THE TASK:
Go through the listing and return every line with "green" in it.

SUPPLIED MATERIAL:
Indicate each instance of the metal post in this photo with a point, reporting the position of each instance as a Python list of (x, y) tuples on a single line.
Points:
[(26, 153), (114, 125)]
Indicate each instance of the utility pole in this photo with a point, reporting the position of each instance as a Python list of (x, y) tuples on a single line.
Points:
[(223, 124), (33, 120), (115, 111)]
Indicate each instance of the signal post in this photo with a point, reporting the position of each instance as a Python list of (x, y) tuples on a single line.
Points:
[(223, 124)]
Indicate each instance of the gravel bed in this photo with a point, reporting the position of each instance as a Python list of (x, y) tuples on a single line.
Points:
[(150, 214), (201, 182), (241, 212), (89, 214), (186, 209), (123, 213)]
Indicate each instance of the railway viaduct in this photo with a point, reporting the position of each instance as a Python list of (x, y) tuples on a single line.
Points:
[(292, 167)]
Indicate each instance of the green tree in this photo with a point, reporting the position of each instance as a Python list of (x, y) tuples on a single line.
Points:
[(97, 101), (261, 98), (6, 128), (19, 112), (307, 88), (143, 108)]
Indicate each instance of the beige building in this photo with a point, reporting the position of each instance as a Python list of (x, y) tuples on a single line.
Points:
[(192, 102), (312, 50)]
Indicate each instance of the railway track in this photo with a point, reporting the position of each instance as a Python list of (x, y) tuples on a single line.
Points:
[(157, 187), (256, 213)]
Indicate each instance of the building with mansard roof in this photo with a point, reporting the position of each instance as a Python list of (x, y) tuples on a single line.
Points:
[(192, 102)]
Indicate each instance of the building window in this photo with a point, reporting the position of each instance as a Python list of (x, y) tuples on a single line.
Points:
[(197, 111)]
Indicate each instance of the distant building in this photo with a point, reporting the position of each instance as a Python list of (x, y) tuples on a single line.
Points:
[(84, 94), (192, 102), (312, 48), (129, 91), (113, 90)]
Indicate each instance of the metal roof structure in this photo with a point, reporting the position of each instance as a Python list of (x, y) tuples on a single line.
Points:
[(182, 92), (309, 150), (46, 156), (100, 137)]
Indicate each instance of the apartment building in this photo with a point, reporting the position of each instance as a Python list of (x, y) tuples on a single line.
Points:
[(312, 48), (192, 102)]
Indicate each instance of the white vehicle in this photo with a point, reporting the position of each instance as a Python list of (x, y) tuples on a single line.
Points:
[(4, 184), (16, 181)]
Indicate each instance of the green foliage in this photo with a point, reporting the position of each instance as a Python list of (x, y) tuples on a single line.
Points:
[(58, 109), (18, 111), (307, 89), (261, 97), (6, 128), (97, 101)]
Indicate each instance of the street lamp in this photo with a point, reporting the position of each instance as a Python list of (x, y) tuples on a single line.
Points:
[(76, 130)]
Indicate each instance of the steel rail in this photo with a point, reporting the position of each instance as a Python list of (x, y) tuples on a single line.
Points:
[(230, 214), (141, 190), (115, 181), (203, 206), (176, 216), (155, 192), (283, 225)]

PROBLEM SOLUTION:
Indicate each instance of the green tree in this photo with a point, reporting the position of each instance as a Python list of (x, y) tuples on a single line.
Indicate each instance of the green foliage in this photo with a point, reporting the position of each instance as a Python list of (x, y) tuples on a single line.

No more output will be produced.